BEGIN

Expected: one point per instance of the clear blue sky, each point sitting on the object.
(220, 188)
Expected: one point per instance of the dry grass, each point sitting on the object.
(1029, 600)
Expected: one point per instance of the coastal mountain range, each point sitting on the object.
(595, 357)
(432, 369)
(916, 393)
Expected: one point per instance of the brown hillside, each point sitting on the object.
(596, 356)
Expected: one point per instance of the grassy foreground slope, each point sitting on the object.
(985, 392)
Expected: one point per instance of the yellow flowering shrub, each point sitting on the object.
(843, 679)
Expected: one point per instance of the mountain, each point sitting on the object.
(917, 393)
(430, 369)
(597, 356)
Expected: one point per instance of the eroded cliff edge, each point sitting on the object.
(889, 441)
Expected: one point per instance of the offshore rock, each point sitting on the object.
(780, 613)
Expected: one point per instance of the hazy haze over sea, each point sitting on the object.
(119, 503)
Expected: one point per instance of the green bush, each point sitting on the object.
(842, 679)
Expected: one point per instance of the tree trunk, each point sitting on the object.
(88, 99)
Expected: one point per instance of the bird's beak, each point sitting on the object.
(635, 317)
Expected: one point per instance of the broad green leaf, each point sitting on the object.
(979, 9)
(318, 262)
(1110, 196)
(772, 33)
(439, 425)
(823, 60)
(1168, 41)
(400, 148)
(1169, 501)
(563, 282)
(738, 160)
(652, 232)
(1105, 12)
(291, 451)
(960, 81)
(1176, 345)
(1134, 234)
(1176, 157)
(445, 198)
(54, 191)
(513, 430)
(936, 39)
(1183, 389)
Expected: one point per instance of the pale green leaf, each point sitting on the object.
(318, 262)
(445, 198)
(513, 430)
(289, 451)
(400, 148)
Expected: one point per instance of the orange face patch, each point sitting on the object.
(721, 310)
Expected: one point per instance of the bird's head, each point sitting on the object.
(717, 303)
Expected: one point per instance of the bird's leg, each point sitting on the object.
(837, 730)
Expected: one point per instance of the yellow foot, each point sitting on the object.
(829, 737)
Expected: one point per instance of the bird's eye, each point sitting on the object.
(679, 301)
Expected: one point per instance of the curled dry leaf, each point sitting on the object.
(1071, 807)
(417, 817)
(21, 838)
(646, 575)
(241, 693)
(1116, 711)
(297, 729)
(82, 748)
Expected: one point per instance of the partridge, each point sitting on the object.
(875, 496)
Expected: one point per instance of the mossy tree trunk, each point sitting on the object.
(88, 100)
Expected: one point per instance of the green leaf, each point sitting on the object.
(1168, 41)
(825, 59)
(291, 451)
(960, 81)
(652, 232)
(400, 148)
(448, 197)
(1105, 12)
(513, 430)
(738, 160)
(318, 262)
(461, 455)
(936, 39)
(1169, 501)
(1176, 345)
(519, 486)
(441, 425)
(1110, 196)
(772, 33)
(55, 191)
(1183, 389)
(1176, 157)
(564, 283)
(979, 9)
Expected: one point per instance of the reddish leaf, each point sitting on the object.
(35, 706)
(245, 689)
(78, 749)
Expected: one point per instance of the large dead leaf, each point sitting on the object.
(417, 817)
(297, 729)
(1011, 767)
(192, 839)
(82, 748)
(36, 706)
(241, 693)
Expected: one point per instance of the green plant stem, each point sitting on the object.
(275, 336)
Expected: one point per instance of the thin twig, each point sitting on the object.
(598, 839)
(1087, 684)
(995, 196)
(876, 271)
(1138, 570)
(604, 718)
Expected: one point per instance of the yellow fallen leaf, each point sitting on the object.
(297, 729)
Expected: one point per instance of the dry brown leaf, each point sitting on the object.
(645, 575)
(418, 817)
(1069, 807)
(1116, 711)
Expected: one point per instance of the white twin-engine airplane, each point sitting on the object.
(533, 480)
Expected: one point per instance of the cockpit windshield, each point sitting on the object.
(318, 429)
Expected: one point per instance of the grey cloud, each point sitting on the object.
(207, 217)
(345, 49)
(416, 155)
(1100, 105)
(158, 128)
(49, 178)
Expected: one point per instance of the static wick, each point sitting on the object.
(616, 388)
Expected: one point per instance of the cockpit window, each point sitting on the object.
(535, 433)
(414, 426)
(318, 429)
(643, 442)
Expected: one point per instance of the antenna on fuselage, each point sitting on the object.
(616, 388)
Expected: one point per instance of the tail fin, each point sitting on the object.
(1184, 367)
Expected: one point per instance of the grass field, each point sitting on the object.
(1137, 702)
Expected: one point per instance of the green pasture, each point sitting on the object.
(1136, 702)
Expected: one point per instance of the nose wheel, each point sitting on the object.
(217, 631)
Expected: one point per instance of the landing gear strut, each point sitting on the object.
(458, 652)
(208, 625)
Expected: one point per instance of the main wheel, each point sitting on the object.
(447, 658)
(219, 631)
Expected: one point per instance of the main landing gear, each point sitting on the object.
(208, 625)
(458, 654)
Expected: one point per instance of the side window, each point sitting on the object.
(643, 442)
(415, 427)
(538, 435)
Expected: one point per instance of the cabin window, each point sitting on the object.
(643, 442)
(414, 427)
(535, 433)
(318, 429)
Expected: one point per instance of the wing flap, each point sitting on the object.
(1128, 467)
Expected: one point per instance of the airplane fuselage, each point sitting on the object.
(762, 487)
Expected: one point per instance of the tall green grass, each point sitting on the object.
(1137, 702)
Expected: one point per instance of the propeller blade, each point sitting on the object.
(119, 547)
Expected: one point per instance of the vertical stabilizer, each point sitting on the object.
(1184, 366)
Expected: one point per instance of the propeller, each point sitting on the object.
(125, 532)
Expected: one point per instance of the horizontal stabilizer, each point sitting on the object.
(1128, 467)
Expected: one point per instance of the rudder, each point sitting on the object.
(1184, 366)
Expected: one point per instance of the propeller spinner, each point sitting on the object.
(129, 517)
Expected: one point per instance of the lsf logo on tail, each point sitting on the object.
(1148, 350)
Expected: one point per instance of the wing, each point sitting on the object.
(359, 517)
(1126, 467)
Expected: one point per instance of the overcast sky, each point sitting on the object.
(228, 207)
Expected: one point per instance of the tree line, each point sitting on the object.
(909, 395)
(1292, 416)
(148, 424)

END

> **Problem to work on**: Each line from the one that contains "Expected: one point per instance of the rudder, each" through the end of the records must be repeated exactly. No other line belongs in the answer.

> **Answer for this exercise**:
Expected: one point per instance of the rudder, each point sitting on the object.
(1184, 366)
Expected: one point per instance of the propeller spinner, each point sitting on the object.
(129, 517)
Expected: one point per instance of the lsf logo on tail, each point sitting on the object.
(1148, 350)
Expected: one point per instance of the wing, each point sitting on the object.
(359, 517)
(1126, 467)
Expected: one point per instance of the overcast sky, each point sitting on the object.
(228, 207)
Expected: one point per instance of the tree line, each point sitting on the object.
(909, 395)
(1292, 416)
(148, 424)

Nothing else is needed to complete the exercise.